Streaming bubbles from boiling points

First let me copy what has and had been said starting below with Dear Cecil (two words that I fear may spark an White House inquiry one day)

Dear Cecil:

Long ago I noticed that the bubbles in clear carbonated beverages seem to stream from
fixed spots on the bottom and sides of the glass containing them. Boiling water seems to
behave in a similar way. What’s so special about these spots? --David Peterson,
Washington, D.C.

Dear David:

They’ve got a fancy name, for starters, The places from which the bubbles stream are known as nucleation sites. They’re microscopic defects or bits of crud on the glass. When water is changing
phase (e.g., boiling, condensing, freezing), it needs a place where the vapor bubbles, droplets, crystals, or whatever can congregate until they’re big enough to survive. That’s what nucleation sites
provide. Snowflakes and raindrops, for instance, typically form around dust motes. When water reaches the boiling point, the scratches in the container provide havens where microscopic bubbles can collect long enough to become big bubbles.

The carbon dioxide bubbles in beer and soft drinks work the same way. Before you uncap the bottle, the pressure inside keeps all the CO2 in solution. After uncorking, the reduced pressure enables the gas to slowly boil away, which is where the nucleation sites come in handy. If you want to see some serious bubble action, try sprinkling salt in your beer. The salt provides an abundance of nucleation sites, producing not only a fascinating demonstration of physics but pots of fun besides.

◇ ◇ ◇ ◇ ◇ ◇ ◇

BRIEF 1
Gather every line in the listing that contains the string "chrome", treating case as significant.
The article on bubbles and the listing after it are unrelated.

◇ ◇ ◇ ◇ ◇ ◇ ◇

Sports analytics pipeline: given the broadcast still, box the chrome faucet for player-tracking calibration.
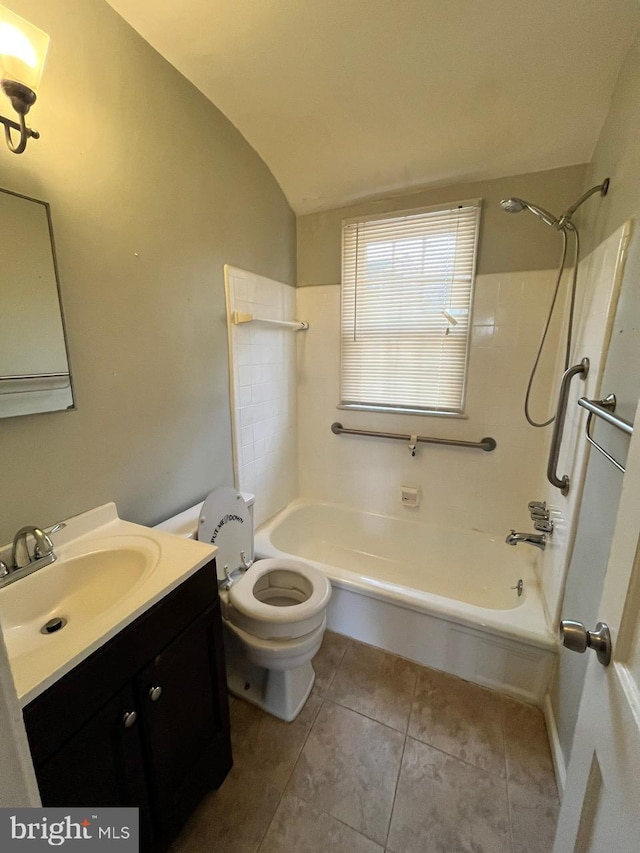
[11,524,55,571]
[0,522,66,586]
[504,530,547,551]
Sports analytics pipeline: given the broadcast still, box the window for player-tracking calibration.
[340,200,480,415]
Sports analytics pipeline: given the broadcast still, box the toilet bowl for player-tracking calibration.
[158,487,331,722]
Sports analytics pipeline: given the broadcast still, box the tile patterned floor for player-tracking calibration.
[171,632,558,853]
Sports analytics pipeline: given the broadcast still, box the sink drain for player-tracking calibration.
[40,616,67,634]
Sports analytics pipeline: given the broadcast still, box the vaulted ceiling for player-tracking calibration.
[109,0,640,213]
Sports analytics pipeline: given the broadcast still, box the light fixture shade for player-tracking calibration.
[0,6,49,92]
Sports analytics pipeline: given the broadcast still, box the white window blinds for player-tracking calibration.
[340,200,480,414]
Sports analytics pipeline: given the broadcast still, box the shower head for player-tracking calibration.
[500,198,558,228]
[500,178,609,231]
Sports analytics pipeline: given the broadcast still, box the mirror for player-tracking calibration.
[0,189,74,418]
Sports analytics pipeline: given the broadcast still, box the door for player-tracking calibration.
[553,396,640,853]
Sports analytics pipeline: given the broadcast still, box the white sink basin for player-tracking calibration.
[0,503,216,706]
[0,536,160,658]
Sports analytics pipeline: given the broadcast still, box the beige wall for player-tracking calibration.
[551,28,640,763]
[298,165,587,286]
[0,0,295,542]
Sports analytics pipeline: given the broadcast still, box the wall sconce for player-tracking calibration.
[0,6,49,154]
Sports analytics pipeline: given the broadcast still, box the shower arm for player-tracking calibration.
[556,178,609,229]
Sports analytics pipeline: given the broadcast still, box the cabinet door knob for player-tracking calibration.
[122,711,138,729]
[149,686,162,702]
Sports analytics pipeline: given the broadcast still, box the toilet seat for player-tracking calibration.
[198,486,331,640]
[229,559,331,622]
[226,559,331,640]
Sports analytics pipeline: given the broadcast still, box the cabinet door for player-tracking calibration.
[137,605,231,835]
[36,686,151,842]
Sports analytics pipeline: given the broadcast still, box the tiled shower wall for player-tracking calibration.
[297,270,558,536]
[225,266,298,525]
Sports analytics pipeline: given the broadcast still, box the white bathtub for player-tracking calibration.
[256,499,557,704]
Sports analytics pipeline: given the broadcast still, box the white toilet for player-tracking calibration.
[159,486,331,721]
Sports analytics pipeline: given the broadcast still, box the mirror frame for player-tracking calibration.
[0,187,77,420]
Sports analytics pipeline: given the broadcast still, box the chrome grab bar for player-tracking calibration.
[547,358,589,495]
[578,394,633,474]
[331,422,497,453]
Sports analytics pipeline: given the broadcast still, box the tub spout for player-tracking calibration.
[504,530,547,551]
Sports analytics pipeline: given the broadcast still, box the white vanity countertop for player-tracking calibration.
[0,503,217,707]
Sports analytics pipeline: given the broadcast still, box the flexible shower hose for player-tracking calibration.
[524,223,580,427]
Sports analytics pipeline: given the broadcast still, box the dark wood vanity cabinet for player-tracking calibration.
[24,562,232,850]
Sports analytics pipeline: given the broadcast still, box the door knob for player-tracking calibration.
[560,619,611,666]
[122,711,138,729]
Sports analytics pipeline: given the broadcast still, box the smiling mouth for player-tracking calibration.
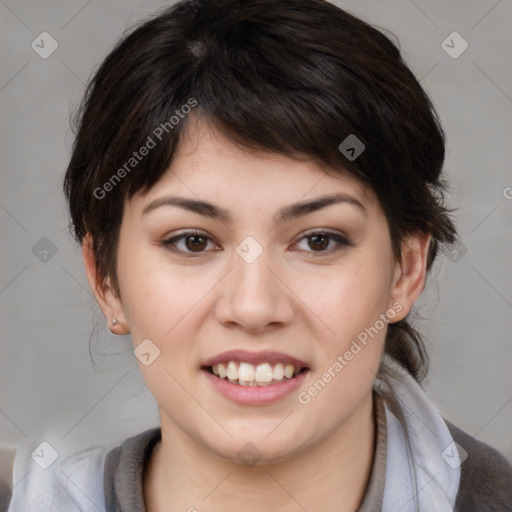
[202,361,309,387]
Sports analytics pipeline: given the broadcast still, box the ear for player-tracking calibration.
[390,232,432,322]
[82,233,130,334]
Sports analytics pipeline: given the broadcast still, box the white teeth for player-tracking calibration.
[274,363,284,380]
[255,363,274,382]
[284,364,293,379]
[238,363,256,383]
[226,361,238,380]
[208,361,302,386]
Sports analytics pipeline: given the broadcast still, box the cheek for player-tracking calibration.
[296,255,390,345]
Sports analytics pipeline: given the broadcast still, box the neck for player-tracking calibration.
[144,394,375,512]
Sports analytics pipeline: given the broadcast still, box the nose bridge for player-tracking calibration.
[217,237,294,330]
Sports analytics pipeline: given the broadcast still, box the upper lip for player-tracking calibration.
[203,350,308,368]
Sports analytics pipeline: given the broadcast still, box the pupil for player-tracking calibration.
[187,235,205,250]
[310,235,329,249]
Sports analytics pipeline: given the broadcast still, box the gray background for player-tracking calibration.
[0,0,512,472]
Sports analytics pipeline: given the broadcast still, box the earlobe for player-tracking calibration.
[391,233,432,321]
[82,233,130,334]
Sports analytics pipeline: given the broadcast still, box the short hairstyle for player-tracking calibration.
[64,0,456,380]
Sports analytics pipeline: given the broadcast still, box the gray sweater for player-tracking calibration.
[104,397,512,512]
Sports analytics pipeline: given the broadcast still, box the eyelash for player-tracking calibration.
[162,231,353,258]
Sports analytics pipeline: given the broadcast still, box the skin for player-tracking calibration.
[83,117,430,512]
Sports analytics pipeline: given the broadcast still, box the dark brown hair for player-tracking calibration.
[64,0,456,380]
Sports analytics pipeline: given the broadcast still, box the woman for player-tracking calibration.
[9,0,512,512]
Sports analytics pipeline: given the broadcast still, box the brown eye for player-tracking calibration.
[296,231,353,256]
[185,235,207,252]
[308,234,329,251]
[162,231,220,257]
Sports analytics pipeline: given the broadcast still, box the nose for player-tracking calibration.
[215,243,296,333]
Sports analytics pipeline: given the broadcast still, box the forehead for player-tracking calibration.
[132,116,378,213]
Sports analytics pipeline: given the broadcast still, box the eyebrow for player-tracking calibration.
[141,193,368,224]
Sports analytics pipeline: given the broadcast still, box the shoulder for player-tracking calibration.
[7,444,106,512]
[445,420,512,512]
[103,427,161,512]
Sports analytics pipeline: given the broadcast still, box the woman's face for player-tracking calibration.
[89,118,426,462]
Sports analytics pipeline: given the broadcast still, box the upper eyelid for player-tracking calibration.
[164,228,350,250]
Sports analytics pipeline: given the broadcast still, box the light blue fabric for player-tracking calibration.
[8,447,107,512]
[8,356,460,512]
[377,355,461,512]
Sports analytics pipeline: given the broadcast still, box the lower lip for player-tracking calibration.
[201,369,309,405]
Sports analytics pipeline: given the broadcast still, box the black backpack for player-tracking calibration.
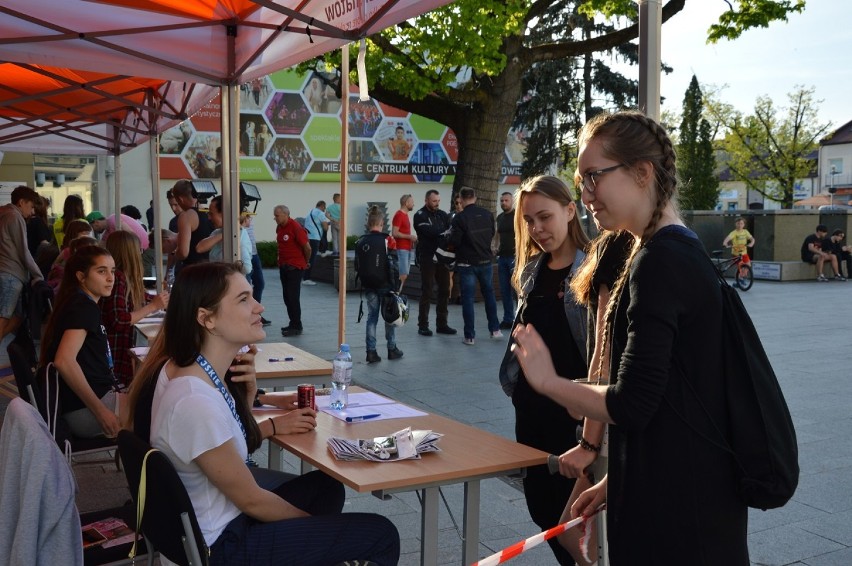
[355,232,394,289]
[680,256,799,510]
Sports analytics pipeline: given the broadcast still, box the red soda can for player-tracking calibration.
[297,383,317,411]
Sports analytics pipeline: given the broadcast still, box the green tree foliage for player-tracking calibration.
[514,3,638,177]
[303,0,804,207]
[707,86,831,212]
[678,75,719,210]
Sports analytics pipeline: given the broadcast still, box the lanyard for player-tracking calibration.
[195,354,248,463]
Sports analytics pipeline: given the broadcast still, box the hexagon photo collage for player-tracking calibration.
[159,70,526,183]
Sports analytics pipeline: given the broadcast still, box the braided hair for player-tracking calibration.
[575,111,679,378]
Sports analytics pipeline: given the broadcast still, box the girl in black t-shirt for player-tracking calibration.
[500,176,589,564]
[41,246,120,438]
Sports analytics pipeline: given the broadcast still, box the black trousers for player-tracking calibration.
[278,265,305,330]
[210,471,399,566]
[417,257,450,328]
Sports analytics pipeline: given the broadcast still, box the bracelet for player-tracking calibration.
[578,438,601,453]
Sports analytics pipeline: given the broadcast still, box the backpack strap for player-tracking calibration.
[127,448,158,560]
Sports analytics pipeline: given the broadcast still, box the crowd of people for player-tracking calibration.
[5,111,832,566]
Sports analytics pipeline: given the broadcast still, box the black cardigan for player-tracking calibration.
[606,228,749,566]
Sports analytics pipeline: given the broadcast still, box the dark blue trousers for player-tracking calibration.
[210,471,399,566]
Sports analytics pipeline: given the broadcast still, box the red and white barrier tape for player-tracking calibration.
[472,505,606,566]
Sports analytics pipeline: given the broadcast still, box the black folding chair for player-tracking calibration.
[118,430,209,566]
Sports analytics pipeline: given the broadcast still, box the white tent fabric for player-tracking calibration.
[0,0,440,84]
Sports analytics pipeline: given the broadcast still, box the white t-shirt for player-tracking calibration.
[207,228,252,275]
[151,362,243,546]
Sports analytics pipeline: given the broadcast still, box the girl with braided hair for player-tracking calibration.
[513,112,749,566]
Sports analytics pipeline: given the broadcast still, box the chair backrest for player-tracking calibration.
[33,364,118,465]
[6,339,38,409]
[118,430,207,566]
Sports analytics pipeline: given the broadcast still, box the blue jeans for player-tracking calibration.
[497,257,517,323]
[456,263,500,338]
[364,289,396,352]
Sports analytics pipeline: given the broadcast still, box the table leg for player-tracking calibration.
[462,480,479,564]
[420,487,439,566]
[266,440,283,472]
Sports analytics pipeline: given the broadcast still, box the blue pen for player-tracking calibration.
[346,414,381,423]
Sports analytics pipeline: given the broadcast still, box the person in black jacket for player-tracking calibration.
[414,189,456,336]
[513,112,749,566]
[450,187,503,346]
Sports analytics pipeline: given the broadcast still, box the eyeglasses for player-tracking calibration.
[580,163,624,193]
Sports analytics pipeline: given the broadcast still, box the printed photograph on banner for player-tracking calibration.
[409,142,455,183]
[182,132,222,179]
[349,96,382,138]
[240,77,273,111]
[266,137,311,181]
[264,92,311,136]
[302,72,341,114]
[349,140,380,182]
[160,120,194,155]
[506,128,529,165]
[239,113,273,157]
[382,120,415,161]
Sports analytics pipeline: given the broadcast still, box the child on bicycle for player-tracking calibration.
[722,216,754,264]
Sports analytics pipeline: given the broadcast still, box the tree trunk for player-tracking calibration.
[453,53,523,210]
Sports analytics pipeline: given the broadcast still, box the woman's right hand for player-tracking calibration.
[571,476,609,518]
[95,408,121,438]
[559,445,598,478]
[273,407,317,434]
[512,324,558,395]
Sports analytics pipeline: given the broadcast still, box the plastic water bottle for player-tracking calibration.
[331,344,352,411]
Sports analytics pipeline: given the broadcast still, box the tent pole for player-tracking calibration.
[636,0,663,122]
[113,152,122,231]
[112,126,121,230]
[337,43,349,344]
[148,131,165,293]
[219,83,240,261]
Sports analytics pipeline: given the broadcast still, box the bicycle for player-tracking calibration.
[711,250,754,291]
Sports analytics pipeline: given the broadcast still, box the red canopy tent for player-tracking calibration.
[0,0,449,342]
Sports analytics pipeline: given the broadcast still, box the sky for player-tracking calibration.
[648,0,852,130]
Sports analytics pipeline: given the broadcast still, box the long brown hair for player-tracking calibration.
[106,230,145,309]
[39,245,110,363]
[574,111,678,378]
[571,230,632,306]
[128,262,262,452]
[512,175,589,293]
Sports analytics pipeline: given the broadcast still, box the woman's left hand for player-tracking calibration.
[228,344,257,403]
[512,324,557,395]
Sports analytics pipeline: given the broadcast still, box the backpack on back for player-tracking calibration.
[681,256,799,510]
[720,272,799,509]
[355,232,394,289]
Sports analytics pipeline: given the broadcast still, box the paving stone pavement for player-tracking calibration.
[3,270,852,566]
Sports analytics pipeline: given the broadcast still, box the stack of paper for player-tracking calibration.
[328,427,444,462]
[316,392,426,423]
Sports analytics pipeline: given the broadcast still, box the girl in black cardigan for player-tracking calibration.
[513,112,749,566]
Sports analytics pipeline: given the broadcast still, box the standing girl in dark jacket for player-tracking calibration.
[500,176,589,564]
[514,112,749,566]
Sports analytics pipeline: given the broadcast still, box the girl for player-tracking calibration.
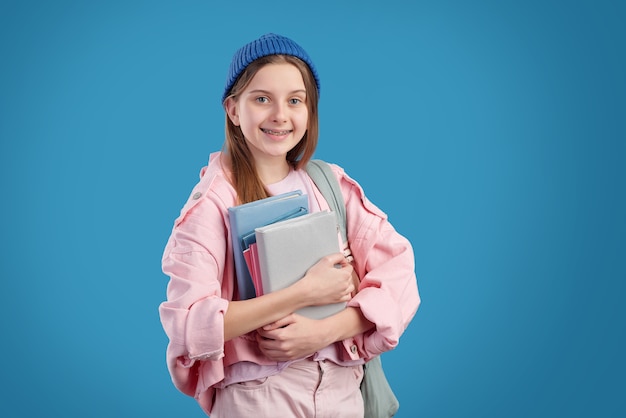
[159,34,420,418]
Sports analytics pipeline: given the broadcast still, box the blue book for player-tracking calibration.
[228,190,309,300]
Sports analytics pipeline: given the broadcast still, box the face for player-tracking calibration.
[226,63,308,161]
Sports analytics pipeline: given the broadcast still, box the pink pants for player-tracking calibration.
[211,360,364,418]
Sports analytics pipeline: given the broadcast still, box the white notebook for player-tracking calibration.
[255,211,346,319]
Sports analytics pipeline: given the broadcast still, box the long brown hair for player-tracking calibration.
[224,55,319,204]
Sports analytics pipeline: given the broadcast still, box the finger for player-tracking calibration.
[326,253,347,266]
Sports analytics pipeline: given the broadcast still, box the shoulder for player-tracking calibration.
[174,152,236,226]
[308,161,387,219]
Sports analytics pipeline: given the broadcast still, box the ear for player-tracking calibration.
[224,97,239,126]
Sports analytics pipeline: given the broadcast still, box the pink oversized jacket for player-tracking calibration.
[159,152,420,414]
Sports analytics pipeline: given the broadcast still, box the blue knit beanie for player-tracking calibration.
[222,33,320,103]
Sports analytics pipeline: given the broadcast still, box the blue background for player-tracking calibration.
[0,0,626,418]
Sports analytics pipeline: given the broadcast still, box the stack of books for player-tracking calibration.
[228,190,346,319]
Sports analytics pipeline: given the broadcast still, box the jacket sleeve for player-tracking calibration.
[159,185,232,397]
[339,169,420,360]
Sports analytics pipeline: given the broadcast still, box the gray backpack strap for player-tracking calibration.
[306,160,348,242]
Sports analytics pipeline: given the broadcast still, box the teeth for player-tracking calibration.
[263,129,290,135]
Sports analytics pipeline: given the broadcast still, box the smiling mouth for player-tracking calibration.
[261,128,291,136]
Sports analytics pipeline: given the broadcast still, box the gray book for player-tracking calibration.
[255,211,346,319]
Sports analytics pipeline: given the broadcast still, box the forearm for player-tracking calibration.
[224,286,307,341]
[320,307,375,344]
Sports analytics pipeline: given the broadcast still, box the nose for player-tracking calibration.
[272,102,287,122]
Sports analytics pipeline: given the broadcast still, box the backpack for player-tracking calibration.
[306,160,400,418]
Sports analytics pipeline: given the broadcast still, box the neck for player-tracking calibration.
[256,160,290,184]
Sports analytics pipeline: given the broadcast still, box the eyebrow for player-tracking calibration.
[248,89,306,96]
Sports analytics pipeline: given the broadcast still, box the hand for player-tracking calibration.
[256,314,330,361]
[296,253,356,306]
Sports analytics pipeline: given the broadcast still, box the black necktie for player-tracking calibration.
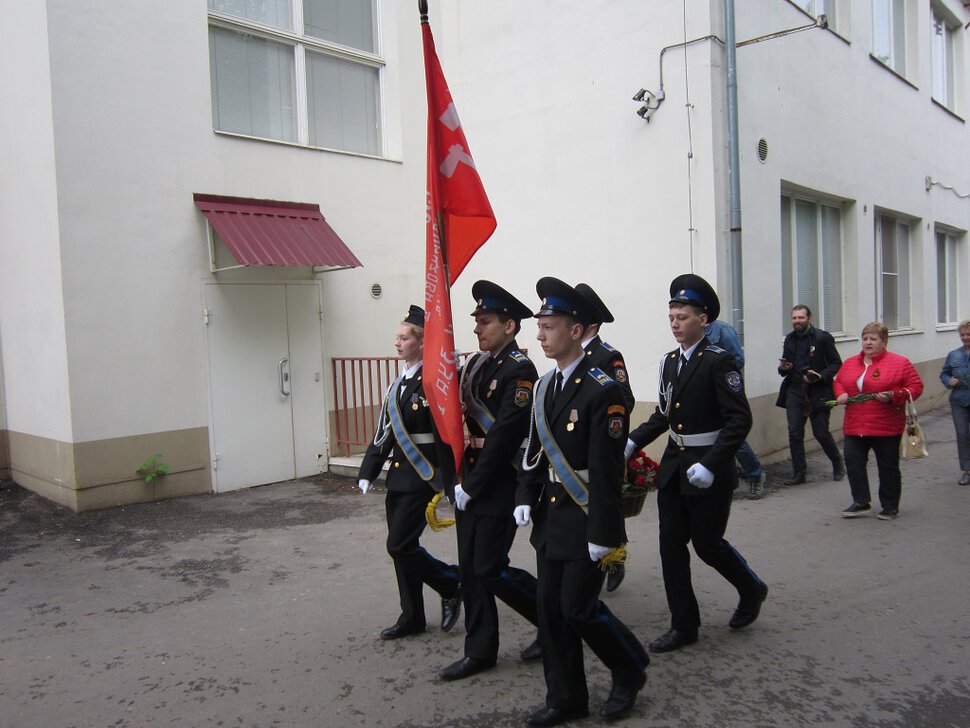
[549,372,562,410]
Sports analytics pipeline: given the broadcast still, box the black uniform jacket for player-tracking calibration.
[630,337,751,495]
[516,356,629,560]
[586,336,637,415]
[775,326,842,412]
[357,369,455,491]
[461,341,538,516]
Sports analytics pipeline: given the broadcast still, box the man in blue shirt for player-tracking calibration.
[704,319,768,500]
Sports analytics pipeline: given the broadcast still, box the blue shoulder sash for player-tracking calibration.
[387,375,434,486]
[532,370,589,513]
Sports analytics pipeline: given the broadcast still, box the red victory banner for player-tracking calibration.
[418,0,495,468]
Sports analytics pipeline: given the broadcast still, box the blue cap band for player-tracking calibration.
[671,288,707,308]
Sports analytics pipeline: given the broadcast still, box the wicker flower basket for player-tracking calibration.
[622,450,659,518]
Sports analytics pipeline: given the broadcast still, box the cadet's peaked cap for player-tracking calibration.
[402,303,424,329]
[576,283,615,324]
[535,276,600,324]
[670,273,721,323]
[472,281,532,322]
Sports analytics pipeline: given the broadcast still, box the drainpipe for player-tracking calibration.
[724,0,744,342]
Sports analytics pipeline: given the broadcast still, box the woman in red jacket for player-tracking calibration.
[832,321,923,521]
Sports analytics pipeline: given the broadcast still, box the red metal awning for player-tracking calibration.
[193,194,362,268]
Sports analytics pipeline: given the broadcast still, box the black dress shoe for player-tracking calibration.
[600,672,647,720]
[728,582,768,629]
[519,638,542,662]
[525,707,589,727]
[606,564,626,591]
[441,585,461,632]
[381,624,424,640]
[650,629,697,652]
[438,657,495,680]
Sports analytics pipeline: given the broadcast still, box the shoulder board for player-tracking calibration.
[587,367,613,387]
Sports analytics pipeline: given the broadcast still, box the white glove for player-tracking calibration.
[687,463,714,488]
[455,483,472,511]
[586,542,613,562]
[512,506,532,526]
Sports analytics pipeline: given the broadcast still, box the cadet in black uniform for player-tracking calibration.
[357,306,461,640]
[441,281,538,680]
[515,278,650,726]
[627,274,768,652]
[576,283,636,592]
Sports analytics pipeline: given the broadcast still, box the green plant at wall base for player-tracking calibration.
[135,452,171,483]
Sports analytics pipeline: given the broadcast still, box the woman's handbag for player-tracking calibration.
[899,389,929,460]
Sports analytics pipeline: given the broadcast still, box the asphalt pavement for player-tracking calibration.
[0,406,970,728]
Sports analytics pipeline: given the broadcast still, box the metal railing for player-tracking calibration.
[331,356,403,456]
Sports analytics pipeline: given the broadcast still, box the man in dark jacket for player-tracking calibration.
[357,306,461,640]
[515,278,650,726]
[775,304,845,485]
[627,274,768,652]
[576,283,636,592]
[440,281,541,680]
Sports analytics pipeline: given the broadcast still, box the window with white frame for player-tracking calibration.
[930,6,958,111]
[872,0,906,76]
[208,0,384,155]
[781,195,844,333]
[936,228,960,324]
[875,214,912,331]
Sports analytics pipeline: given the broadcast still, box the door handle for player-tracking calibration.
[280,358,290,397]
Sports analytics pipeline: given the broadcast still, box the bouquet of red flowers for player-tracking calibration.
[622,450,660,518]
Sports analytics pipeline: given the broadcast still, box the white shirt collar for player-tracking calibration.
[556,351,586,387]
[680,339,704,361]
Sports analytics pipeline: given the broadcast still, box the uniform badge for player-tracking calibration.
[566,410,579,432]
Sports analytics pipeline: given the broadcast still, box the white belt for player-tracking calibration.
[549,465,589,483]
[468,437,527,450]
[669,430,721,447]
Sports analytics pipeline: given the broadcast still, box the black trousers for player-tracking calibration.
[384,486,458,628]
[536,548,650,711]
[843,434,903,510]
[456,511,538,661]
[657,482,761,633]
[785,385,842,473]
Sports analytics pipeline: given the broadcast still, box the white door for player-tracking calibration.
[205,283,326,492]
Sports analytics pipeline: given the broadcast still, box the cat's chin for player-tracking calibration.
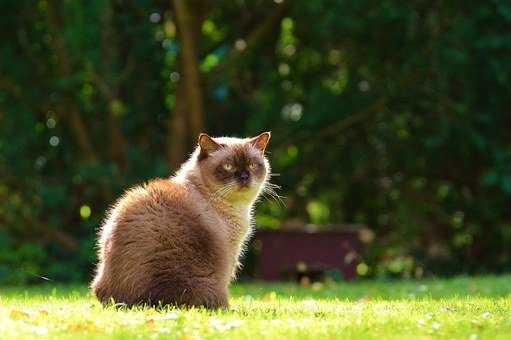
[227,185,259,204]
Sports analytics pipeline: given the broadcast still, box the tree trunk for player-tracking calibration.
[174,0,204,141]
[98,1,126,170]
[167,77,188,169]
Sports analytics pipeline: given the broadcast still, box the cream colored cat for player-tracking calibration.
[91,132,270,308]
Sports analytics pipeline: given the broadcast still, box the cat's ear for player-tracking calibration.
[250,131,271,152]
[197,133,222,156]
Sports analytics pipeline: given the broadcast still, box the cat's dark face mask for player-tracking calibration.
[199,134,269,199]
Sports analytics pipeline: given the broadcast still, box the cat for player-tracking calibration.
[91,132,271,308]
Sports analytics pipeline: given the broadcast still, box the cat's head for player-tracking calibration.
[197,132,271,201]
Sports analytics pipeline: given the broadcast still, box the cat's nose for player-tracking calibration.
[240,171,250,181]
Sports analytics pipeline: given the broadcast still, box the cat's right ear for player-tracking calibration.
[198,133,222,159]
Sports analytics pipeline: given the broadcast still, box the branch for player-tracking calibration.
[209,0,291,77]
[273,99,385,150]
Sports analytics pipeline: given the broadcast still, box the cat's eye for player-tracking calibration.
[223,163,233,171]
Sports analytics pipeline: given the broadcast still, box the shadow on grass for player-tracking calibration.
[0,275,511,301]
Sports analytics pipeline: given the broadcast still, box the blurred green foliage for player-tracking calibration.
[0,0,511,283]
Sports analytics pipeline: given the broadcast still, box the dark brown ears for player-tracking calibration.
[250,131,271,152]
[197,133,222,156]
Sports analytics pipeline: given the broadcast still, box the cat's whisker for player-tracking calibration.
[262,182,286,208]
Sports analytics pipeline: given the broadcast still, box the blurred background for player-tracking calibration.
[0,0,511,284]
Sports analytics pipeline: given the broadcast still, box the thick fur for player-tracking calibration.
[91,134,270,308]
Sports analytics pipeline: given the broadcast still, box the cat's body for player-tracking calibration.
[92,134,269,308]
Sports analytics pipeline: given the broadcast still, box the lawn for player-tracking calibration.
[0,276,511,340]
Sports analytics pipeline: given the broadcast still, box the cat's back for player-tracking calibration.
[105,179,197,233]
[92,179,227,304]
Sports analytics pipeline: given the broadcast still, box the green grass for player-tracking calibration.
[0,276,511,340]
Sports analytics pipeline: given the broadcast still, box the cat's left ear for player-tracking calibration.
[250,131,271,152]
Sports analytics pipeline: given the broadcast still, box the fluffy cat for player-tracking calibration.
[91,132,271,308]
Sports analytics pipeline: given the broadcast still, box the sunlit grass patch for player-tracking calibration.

◇ ◇ ◇ ◇ ◇ ◇ ◇

BRIEF 2
In the article on bubbles, what name is given to the places from which the bubbles stream?

ANSWER 1
Sports analytics pipeline: given the broadcast still, box the chrome faucet for player-tracking calibration.
Sports analytics pipeline: given the broadcast still, box the chrome grab bar for player-tracking calibration.

ANSWER 2
Nucleation sites.